-- Quoted passage start --
The kf.split(features) is an iterator that, for each of the k iterations, returns two arrays of indices to be used with our feature and target arrays, i.e. features[train_indices],targets[train_indices]

import numpy as np
from sklearn.model_selection import KFold
from sklearn.tree import DecisionTreeRegressor

# complete this function
def cross_validate_model(model, features, targets, k):
  kf = KFold(n_splits=k, shuffle=True)

  # initialise a list to collect median_diffs for each iteration of the loop below

  for train_indices, test_indices in kf.split(features):
    train_features, test_features = features[train_indices], features[test_indices]
    train_targets, test_targets = targets[train_indices], targets[test_indices]

    # fit the model for the current set

    # predict using the model

    # calculate the median_diff from predicted values and append to results array


  # return the list with your median difference values

import numpy as np
from sklearn.model_selection import KFold
from sklearn.tree import DecisionTreeRegressor

# complete this function
def cross_validate_model(model, features, targets, k):
  kf = KFold(n_splits=k, shuffle=True)

  # initialise a list to collect median_diffs for each iteration of the loop below
  diffs = []

  for train_indices, test_indices in kf.split(features):
    train_features, test_features = features[train_indices], features[test_indices]
    train_targets, test_targets = targets[train_indices], targets[test_indices]

    # fit the model for the current set
    model.fit(train_features, train_targets)

    # predict using the model
    predictions = model.predict(test_features)

    # calculate the median_diff from predicted values and append to results array
    diffs.append(median_diff(predictions, test_targets))
-- Quoted passage end --
-- Data excerpts start --
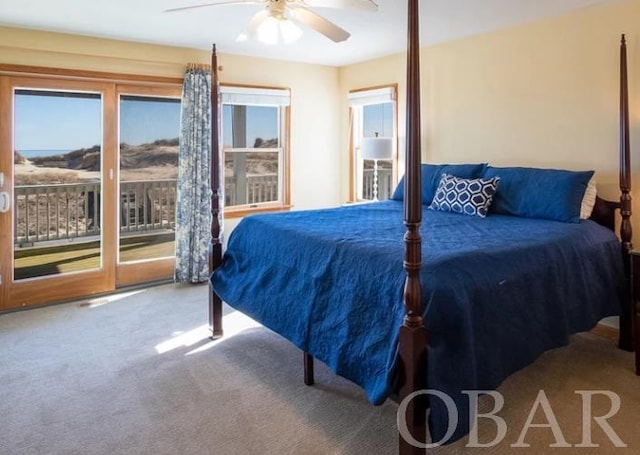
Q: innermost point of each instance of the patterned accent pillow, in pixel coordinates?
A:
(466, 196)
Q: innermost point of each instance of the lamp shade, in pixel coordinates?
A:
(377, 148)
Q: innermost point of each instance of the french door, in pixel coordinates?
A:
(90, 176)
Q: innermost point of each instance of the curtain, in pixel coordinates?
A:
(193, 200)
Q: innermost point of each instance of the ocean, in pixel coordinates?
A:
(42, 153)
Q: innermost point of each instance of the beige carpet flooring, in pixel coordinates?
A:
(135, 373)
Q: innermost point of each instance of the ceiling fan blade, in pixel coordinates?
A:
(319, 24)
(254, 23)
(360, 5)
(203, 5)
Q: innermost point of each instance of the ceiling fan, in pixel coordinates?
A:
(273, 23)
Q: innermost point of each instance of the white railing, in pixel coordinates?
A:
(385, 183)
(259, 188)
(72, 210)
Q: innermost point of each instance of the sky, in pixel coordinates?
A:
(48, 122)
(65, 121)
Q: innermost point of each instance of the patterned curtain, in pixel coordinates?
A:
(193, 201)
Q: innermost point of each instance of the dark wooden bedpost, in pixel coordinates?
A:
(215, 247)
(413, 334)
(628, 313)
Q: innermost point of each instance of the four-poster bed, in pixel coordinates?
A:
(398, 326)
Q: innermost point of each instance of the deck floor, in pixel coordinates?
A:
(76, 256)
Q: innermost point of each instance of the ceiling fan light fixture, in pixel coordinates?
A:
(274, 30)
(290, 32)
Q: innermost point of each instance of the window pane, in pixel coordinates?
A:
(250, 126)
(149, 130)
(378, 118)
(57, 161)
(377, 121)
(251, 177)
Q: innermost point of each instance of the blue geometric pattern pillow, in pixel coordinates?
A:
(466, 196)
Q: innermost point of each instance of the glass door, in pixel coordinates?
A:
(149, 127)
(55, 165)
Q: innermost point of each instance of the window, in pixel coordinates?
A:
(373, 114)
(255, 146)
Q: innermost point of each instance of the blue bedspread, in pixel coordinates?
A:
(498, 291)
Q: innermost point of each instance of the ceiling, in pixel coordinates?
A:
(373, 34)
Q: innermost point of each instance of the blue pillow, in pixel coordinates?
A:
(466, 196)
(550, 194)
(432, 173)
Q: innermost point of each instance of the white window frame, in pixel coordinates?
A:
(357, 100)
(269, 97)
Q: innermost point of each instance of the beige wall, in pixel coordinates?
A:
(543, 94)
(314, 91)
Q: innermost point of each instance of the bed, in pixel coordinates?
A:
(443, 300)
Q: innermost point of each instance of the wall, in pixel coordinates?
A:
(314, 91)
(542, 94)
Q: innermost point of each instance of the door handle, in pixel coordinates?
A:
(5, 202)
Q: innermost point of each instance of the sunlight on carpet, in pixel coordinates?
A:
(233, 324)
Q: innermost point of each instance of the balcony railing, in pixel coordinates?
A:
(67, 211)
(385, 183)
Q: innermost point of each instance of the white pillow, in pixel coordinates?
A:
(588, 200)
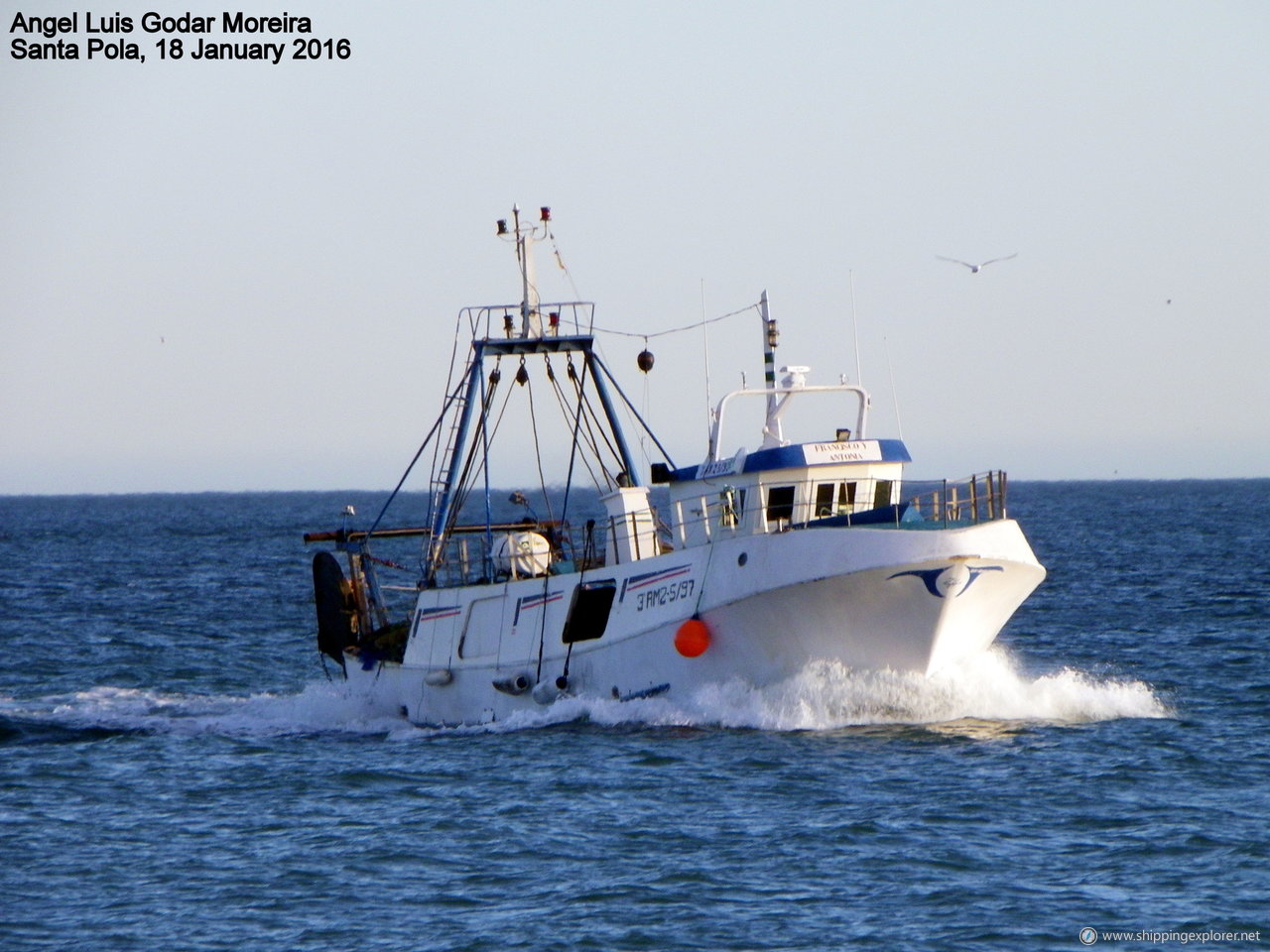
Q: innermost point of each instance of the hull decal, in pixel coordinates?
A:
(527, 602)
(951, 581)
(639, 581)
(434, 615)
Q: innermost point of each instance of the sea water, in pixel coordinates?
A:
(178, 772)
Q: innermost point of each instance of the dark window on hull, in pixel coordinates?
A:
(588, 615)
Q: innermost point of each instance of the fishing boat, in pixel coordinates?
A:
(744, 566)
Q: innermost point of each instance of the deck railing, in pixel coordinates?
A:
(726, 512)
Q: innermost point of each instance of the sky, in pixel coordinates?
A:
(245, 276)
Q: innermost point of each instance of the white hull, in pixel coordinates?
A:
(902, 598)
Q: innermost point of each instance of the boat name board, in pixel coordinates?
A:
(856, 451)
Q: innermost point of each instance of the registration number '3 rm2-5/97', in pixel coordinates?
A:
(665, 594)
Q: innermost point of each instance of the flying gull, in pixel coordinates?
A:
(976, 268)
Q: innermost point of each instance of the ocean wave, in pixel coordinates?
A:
-- Data excerpts end --
_Brief:_
Please answer these questions about the cross-validation code:
1. What does kf.split(features) return for each of the k iterations?
2. What value is given for shuffle when KFold is created?
3. In the completed function, what is the list that collects the median differences called?

_Answer to the task:_
1. Two arrays of indices to be used with the feature and target arrays.
2. True.
3. diffs.